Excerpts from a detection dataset
++++++

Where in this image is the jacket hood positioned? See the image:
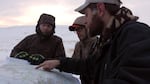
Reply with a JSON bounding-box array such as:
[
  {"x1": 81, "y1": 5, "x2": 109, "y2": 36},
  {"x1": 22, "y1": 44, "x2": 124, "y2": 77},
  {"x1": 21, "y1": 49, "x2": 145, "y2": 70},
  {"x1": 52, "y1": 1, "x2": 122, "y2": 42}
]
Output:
[{"x1": 36, "y1": 13, "x2": 55, "y2": 38}]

++++++

Copy every row again, requests included, but shift each bounding-box coordinate in the answers up by 101 while leaving the numbers in the requests and their sample arrays unchanged. Leave the pictures out.

Solution to this problem:
Where in this image is the jacket hood positioned? See the image:
Reply with a JSON bounding-box array such as:
[
  {"x1": 81, "y1": 5, "x2": 109, "y2": 36},
  {"x1": 22, "y1": 44, "x2": 124, "y2": 77},
  {"x1": 21, "y1": 49, "x2": 145, "y2": 70},
  {"x1": 52, "y1": 1, "x2": 122, "y2": 42}
]
Output:
[{"x1": 137, "y1": 114, "x2": 156, "y2": 139}]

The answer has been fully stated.